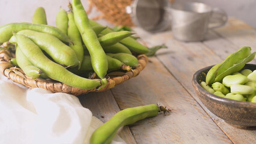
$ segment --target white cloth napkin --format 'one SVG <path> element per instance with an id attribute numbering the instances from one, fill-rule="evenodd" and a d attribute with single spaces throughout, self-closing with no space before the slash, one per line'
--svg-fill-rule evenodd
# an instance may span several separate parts
<path id="1" fill-rule="evenodd" d="M 0 143 L 89 143 L 102 124 L 74 95 L 27 89 L 0 74 Z M 112 143 L 125 142 L 117 135 Z"/>

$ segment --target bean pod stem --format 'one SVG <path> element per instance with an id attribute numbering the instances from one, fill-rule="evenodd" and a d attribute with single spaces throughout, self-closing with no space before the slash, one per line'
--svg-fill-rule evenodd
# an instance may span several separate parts
<path id="1" fill-rule="evenodd" d="M 91 135 L 91 144 L 110 143 L 118 130 L 126 125 L 148 117 L 156 116 L 159 112 L 168 112 L 166 107 L 149 104 L 124 109 L 117 113 L 108 121 L 98 128 Z"/>

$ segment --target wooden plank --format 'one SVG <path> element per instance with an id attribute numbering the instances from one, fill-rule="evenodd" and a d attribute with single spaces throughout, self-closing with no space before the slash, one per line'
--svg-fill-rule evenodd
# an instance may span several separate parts
<path id="1" fill-rule="evenodd" d="M 108 121 L 115 113 L 120 111 L 109 90 L 97 93 L 89 93 L 79 95 L 78 98 L 84 107 L 89 109 L 94 116 L 103 122 Z M 117 134 L 127 143 L 136 143 L 127 126 L 120 129 Z"/>
<path id="2" fill-rule="evenodd" d="M 232 143 L 156 58 L 136 77 L 111 89 L 121 109 L 161 102 L 170 115 L 130 125 L 138 143 Z M 190 83 L 190 80 L 188 82 Z"/>
<path id="3" fill-rule="evenodd" d="M 204 41 L 204 43 L 201 42 L 186 43 L 174 40 L 170 32 L 151 36 L 148 36 L 150 35 L 150 34 L 142 31 L 139 31 L 139 29 L 138 29 L 137 32 L 139 32 L 139 35 L 146 43 L 151 44 L 149 44 L 150 46 L 153 46 L 153 44 L 157 44 L 157 43 L 154 43 L 156 42 L 158 44 L 165 43 L 168 46 L 168 49 L 158 52 L 157 58 L 233 142 L 252 143 L 255 142 L 256 131 L 248 131 L 234 128 L 214 115 L 200 101 L 190 82 L 192 74 L 197 70 L 220 62 L 227 56 L 227 53 L 234 51 L 237 46 L 233 44 L 228 39 L 216 37 L 214 32 L 210 32 L 211 35 L 207 35 L 208 40 Z M 144 37 L 144 35 L 146 36 Z M 222 44 L 227 47 L 224 48 Z M 219 50 L 227 52 L 221 53 Z"/>

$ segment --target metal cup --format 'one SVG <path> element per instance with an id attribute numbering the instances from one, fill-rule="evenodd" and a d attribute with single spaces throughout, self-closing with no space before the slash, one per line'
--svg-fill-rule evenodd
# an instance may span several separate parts
<path id="1" fill-rule="evenodd" d="M 169 0 L 135 0 L 126 7 L 133 23 L 151 32 L 163 31 L 171 26 Z"/>
<path id="2" fill-rule="evenodd" d="M 228 19 L 222 10 L 200 2 L 175 4 L 169 10 L 173 37 L 183 41 L 203 40 L 209 29 L 222 26 Z"/>

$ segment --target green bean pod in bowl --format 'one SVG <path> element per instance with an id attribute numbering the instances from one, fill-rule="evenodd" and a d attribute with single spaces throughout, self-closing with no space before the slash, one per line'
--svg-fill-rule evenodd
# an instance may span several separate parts
<path id="1" fill-rule="evenodd" d="M 203 104 L 213 114 L 226 122 L 242 128 L 256 127 L 256 103 L 240 101 L 217 96 L 205 90 L 201 85 L 213 65 L 197 71 L 192 77 L 194 91 Z M 256 65 L 246 64 L 240 70 L 256 70 Z"/>

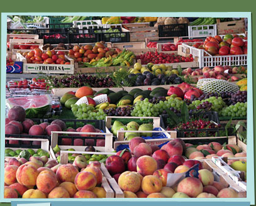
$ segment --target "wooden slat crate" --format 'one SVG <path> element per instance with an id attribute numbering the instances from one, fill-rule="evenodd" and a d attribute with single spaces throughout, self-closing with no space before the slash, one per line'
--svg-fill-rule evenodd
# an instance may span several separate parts
<path id="1" fill-rule="evenodd" d="M 226 187 L 230 187 L 234 189 L 238 193 L 238 197 L 246 197 L 246 190 L 237 185 L 234 181 L 220 169 L 220 168 L 216 165 L 211 160 L 209 161 L 203 161 L 203 167 L 213 173 L 215 181 L 221 182 Z"/>

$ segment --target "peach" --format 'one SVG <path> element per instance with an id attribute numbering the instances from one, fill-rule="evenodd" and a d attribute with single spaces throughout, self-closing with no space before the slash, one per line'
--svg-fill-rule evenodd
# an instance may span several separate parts
<path id="1" fill-rule="evenodd" d="M 18 198 L 18 193 L 14 189 L 4 186 L 4 198 Z"/>
<path id="2" fill-rule="evenodd" d="M 198 145 L 196 147 L 196 149 L 198 149 L 198 150 L 202 150 L 202 149 L 212 149 L 209 146 L 208 146 L 208 144 Z"/>
<path id="3" fill-rule="evenodd" d="M 41 165 L 38 165 L 38 163 L 35 162 L 35 161 L 27 161 L 26 163 L 25 163 L 24 165 L 31 165 L 33 166 L 34 168 L 35 168 L 36 170 L 38 169 L 39 168 L 40 168 L 42 166 Z"/>
<path id="4" fill-rule="evenodd" d="M 216 181 L 214 181 L 213 183 L 213 185 L 211 185 L 214 187 L 216 188 L 217 188 L 217 190 L 218 191 L 220 191 L 222 189 L 224 189 L 225 188 L 226 188 L 226 187 L 223 184 L 222 184 L 221 183 L 220 183 L 219 182 L 216 182 Z"/>
<path id="5" fill-rule="evenodd" d="M 11 184 L 9 187 L 13 189 L 15 189 L 18 193 L 18 195 L 20 195 L 21 197 L 23 193 L 28 190 L 28 188 L 25 186 L 22 185 L 18 182 Z"/>
<path id="6" fill-rule="evenodd" d="M 218 198 L 237 198 L 238 195 L 235 190 L 231 188 L 222 189 L 218 193 Z"/>
<path id="7" fill-rule="evenodd" d="M 169 156 L 165 150 L 159 149 L 153 153 L 152 158 L 155 160 L 163 160 L 165 163 L 167 163 L 168 160 L 169 159 Z"/>
<path id="8" fill-rule="evenodd" d="M 160 192 L 151 193 L 147 198 L 166 198 L 166 196 Z"/>
<path id="9" fill-rule="evenodd" d="M 129 143 L 129 148 L 130 150 L 131 150 L 131 153 L 133 153 L 134 148 L 142 143 L 145 143 L 146 141 L 143 138 L 140 137 L 135 137 L 131 139 Z"/>
<path id="10" fill-rule="evenodd" d="M 186 165 L 180 165 L 176 168 L 174 170 L 174 173 L 182 173 L 187 171 L 189 170 L 189 168 Z"/>
<path id="11" fill-rule="evenodd" d="M 133 149 L 133 154 L 135 156 L 142 156 L 144 155 L 151 155 L 152 149 L 151 147 L 147 143 L 140 143 L 135 146 Z"/>
<path id="12" fill-rule="evenodd" d="M 216 142 L 209 143 L 208 146 L 211 148 L 211 149 L 213 149 L 216 152 L 218 152 L 219 150 L 222 149 L 222 145 Z"/>
<path id="13" fill-rule="evenodd" d="M 137 192 L 136 193 L 136 195 L 137 195 L 137 197 L 138 198 L 147 198 L 147 197 L 148 197 L 148 195 L 147 195 L 146 193 L 145 193 L 143 192 L 142 191 L 139 191 Z"/>
<path id="14" fill-rule="evenodd" d="M 69 192 L 62 187 L 57 187 L 48 195 L 48 198 L 70 198 Z"/>
<path id="15" fill-rule="evenodd" d="M 37 176 L 36 187 L 45 193 L 47 194 L 51 192 L 56 187 L 56 175 L 52 171 L 42 171 Z"/>
<path id="16" fill-rule="evenodd" d="M 118 185 L 123 190 L 136 192 L 140 190 L 142 180 L 135 172 L 126 171 L 118 178 Z"/>
<path id="17" fill-rule="evenodd" d="M 56 176 L 60 183 L 64 182 L 70 182 L 74 183 L 75 176 L 77 173 L 77 169 L 73 165 L 62 165 L 57 170 Z"/>
<path id="18" fill-rule="evenodd" d="M 213 185 L 214 177 L 209 170 L 203 169 L 198 171 L 198 177 L 204 186 Z"/>
<path id="19" fill-rule="evenodd" d="M 232 152 L 232 153 L 233 153 L 232 148 L 235 149 L 235 151 L 236 151 L 237 153 L 241 152 L 241 148 L 235 144 L 226 144 L 226 148 L 228 150 L 230 150 Z"/>
<path id="20" fill-rule="evenodd" d="M 217 152 L 216 154 L 217 154 L 218 156 L 222 156 L 223 154 L 224 154 L 225 153 L 233 154 L 233 153 L 232 153 L 230 150 L 228 150 L 228 149 L 221 149 L 221 150 L 219 150 L 219 151 Z"/>
<path id="21" fill-rule="evenodd" d="M 160 169 L 155 170 L 153 173 L 153 175 L 155 175 L 159 178 L 162 181 L 162 185 L 164 187 L 166 186 L 167 182 L 167 175 L 168 173 L 171 173 L 172 172 L 169 170 L 165 169 Z"/>
<path id="22" fill-rule="evenodd" d="M 192 153 L 194 153 L 194 151 L 198 151 L 198 150 L 194 148 L 187 148 L 187 149 L 186 150 L 186 153 L 185 153 L 185 156 L 188 158 L 189 157 L 190 154 L 192 154 Z"/>
<path id="23" fill-rule="evenodd" d="M 174 154 L 181 155 L 183 153 L 183 147 L 180 143 L 171 141 L 166 144 L 165 150 L 170 156 Z"/>
<path id="24" fill-rule="evenodd" d="M 185 161 L 184 158 L 179 154 L 172 155 L 170 158 L 168 160 L 168 163 L 172 162 L 176 163 L 178 166 L 182 165 Z"/>
<path id="25" fill-rule="evenodd" d="M 15 165 L 7 166 L 4 168 L 4 183 L 8 185 L 11 185 L 16 182 L 16 173 L 18 167 Z"/>
<path id="26" fill-rule="evenodd" d="M 204 190 L 203 190 L 203 192 L 213 194 L 214 196 L 217 196 L 219 190 L 218 190 L 218 189 L 213 185 L 206 185 L 204 187 Z"/>
<path id="27" fill-rule="evenodd" d="M 77 192 L 77 188 L 74 183 L 70 182 L 64 182 L 60 183 L 60 187 L 64 188 L 69 193 L 70 197 L 73 197 L 74 195 Z"/>
<path id="28" fill-rule="evenodd" d="M 161 180 L 154 175 L 147 175 L 144 176 L 142 182 L 142 191 L 147 194 L 159 192 L 161 191 L 162 183 Z"/>
<path id="29" fill-rule="evenodd" d="M 75 178 L 75 185 L 78 190 L 92 190 L 97 185 L 94 174 L 89 171 L 81 171 Z"/>
<path id="30" fill-rule="evenodd" d="M 97 195 L 91 191 L 80 190 L 74 195 L 74 198 L 97 198 Z"/>
<path id="31" fill-rule="evenodd" d="M 187 177 L 178 184 L 177 192 L 183 192 L 191 197 L 196 197 L 203 192 L 203 187 L 201 181 L 194 177 Z"/>
<path id="32" fill-rule="evenodd" d="M 96 187 L 92 192 L 96 195 L 97 198 L 106 198 L 106 191 L 103 187 Z"/>
<path id="33" fill-rule="evenodd" d="M 34 166 L 30 165 L 22 165 L 18 168 L 16 178 L 19 183 L 27 187 L 33 187 L 36 185 L 38 174 L 39 172 Z"/>
<path id="34" fill-rule="evenodd" d="M 204 156 L 204 155 L 201 151 L 194 151 L 189 155 L 189 159 L 192 160 L 198 156 Z"/>
<path id="35" fill-rule="evenodd" d="M 163 187 L 160 192 L 167 198 L 171 198 L 176 192 L 173 188 L 169 187 Z"/>
<path id="36" fill-rule="evenodd" d="M 176 192 L 172 195 L 172 198 L 190 198 L 190 197 L 184 192 Z"/>
<path id="37" fill-rule="evenodd" d="M 218 156 L 218 155 L 216 154 L 211 154 L 207 155 L 205 158 L 206 159 L 211 159 L 211 158 L 213 156 Z"/>
<path id="38" fill-rule="evenodd" d="M 83 171 L 91 172 L 94 175 L 97 180 L 97 185 L 99 185 L 103 181 L 103 173 L 100 169 L 95 166 L 90 166 L 85 168 Z"/>
<path id="39" fill-rule="evenodd" d="M 197 198 L 216 198 L 216 195 L 207 192 L 202 192 L 198 195 Z"/>
<path id="40" fill-rule="evenodd" d="M 142 176 L 152 175 L 157 168 L 157 161 L 150 156 L 145 155 L 140 157 L 136 164 L 137 171 Z"/>
<path id="41" fill-rule="evenodd" d="M 42 191 L 39 190 L 30 189 L 26 190 L 23 195 L 22 198 L 47 198 L 46 195 Z"/>
<path id="42" fill-rule="evenodd" d="M 124 191 L 125 198 L 138 198 L 136 194 L 131 191 Z"/>

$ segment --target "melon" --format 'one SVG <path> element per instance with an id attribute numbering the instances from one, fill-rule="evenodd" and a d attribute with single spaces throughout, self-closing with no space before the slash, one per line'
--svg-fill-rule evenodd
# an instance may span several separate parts
<path id="1" fill-rule="evenodd" d="M 26 111 L 26 118 L 42 118 L 52 108 L 52 98 L 49 95 L 14 97 L 6 99 L 6 106 L 10 109 L 21 106 Z"/>

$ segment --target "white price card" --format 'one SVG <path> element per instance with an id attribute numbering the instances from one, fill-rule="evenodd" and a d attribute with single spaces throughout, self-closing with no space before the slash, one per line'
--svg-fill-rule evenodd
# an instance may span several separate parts
<path id="1" fill-rule="evenodd" d="M 17 206 L 51 206 L 50 202 L 17 204 Z"/>

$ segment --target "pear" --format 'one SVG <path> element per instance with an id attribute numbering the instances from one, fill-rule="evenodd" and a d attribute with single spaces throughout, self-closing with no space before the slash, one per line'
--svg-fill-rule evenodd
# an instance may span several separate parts
<path id="1" fill-rule="evenodd" d="M 130 126 L 135 126 L 137 128 L 135 130 L 138 130 L 138 129 L 140 126 L 140 124 L 138 124 L 137 122 L 136 122 L 135 121 L 131 121 L 127 124 L 127 125 L 126 125 L 127 128 Z"/>
<path id="2" fill-rule="evenodd" d="M 123 126 L 123 124 L 122 122 L 121 122 L 119 121 L 115 121 L 114 122 L 114 124 L 112 126 L 111 132 L 113 133 L 114 131 L 114 130 L 116 130 L 116 129 L 117 127 L 120 127 L 120 126 Z"/>
<path id="3" fill-rule="evenodd" d="M 126 133 L 125 133 L 125 134 L 126 134 Z M 137 136 L 137 135 L 135 135 L 134 134 L 130 134 L 129 135 L 128 135 L 127 136 L 125 137 L 125 141 L 130 141 L 131 139 L 133 139 L 136 136 Z"/>
<path id="4" fill-rule="evenodd" d="M 153 125 L 151 124 L 143 124 L 140 126 L 138 127 L 138 131 L 152 131 Z M 141 133 L 141 136 L 145 137 L 151 137 L 152 136 L 152 133 Z"/>
<path id="5" fill-rule="evenodd" d="M 113 131 L 113 134 L 114 135 L 114 136 L 117 136 L 117 134 L 118 134 L 118 130 L 127 130 L 127 127 L 125 126 L 124 126 L 124 125 L 123 125 L 123 126 L 118 126 L 118 127 L 116 127 L 116 128 L 115 128 L 115 129 Z"/>

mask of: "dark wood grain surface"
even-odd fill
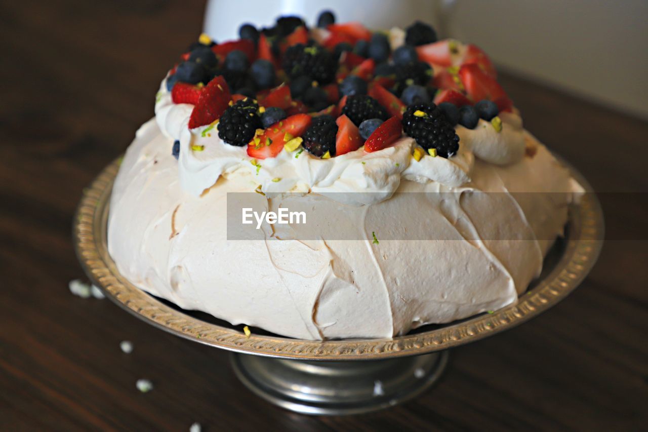
[[[572,295],[454,350],[435,389],[377,414],[308,417],[276,408],[238,381],[227,353],[168,335],[108,300],[73,296],[69,281],[83,276],[71,241],[82,189],[152,116],[162,74],[198,36],[202,13],[202,4],[154,0],[0,5],[0,429],[648,425],[648,209],[636,195],[609,194],[608,230],[618,224],[634,237],[608,240]],[[645,121],[513,77],[502,82],[527,128],[597,191],[648,191]],[[120,350],[124,339],[133,342],[132,354]],[[138,392],[141,378],[154,390]]]

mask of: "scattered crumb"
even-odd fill
[[[153,383],[148,379],[143,379],[141,378],[137,380],[137,382],[135,383],[135,385],[137,387],[137,390],[143,393],[148,393],[153,390]]]
[[[82,282],[78,279],[70,281],[68,286],[72,294],[82,298],[89,298],[92,295],[89,284]]]
[[[98,298],[99,300],[106,298],[106,296],[104,295],[103,291],[99,289],[99,287],[96,285],[92,285],[92,287],[90,287],[90,291],[92,293],[92,296],[95,298]]]
[[[127,354],[133,352],[133,342],[130,341],[122,341],[119,342],[119,348]]]

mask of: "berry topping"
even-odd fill
[[[388,118],[387,111],[378,101],[366,95],[353,95],[347,99],[347,103],[342,108],[341,114],[351,119],[356,125],[359,125],[369,119]]]
[[[369,119],[369,120],[365,120],[362,123],[358,128],[360,133],[360,136],[362,137],[363,139],[366,139],[368,138],[373,131],[378,128],[378,126],[382,125],[383,121],[380,119]]]
[[[374,33],[369,43],[369,56],[376,62],[384,62],[389,58],[391,51],[387,36],[382,33]]]
[[[248,156],[256,159],[274,158],[288,143],[304,134],[312,121],[308,114],[291,115],[272,125],[260,134],[255,136],[248,145]]]
[[[400,100],[406,105],[428,103],[430,102],[430,95],[428,94],[428,89],[426,88],[413,84],[405,88],[402,94],[400,95]]]
[[[205,79],[205,68],[193,62],[183,62],[178,65],[174,77],[180,82],[198,84]]]
[[[393,58],[394,63],[399,65],[419,61],[419,54],[416,53],[416,49],[409,45],[401,45],[394,50]]]
[[[337,62],[329,51],[318,46],[301,43],[286,50],[283,67],[290,78],[307,75],[320,84],[328,84],[335,78]]]
[[[500,112],[494,102],[487,99],[483,99],[475,104],[475,111],[477,112],[477,115],[480,116],[480,119],[489,121],[497,115]]]
[[[417,104],[403,114],[403,130],[426,150],[448,158],[459,150],[459,136],[443,112],[434,104]]]
[[[349,75],[340,83],[340,92],[344,96],[366,95],[367,82],[360,77]]]
[[[171,147],[171,155],[178,160],[180,157],[180,141],[176,140],[173,141],[173,147]]]
[[[320,29],[326,29],[327,27],[335,23],[335,15],[330,10],[324,10],[319,14],[318,17],[318,27]]]
[[[335,156],[337,134],[335,119],[330,115],[316,117],[303,135],[303,145],[311,154],[320,158],[327,153]]]
[[[375,152],[388,147],[400,138],[402,125],[400,117],[395,115],[380,125],[365,141],[365,152]]]
[[[252,41],[256,45],[259,42],[259,30],[251,24],[243,24],[238,27],[238,36],[241,39]]]
[[[202,89],[198,86],[178,82],[171,90],[171,100],[174,104],[192,104],[198,102]]]
[[[450,102],[442,102],[437,106],[443,112],[450,125],[454,126],[459,123],[459,108],[456,105]]]
[[[459,108],[459,124],[469,129],[474,129],[480,121],[479,114],[475,108],[470,105],[464,105]]]
[[[405,43],[417,47],[437,42],[437,33],[424,23],[417,21],[407,28]]]
[[[261,128],[257,112],[259,105],[251,98],[237,101],[227,108],[218,122],[218,138],[227,144],[242,147],[254,138]]]
[[[229,88],[222,77],[216,77],[203,88],[198,103],[189,117],[190,129],[204,126],[217,120],[227,109],[229,100]]]
[[[338,133],[335,139],[335,156],[340,156],[355,151],[362,145],[364,139],[360,138],[358,128],[346,115],[340,115],[336,121]]]
[[[266,108],[261,114],[261,124],[264,128],[269,128],[276,123],[286,118],[286,112],[280,108],[271,106]]]

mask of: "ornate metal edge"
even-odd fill
[[[303,360],[375,360],[424,354],[473,342],[511,328],[564,298],[584,279],[603,244],[603,212],[594,193],[570,210],[569,235],[553,270],[520,297],[516,304],[420,333],[389,339],[313,341],[252,334],[205,322],[176,311],[131,284],[108,252],[106,221],[112,184],[120,159],[106,167],[84,189],[74,221],[77,256],[88,277],[113,301],[161,329],[195,342],[230,351]],[[592,192],[573,168],[573,175]]]

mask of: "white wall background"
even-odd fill
[[[428,21],[503,69],[648,119],[648,0],[210,0],[205,29],[224,40],[325,8],[378,29]]]

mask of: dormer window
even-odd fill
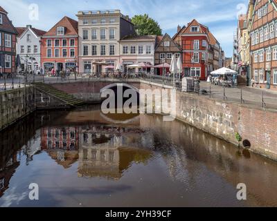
= = = = = = =
• **EXERCISE DIRECTIONS**
Starting at the beginning of the data and stopping after the line that contains "143 L 89 143", give that data as a two-column CSV with the columns command and output, one row per command and its answer. Put each value in a single quoted field with line breaks replaced by spaces, and leave out the pictures.

• **TASK OUTPUT**
command,output
"$ segment --target white cloth napkin --format 'one SVG <path> element per instance with an id attribute numbering the instances from one, fill-rule=""evenodd"" and a d attribute with single spaces throughout, self-closing with no space before the slash, one per line' --svg-fill-rule evenodd # an instance may span several separate parts","<path id=""1"" fill-rule=""evenodd"" d=""M 0 143 L 89 143 L 102 124 L 74 95 L 27 89 L 0 74 Z M 112 143 L 125 142 L 117 135 Z""/>"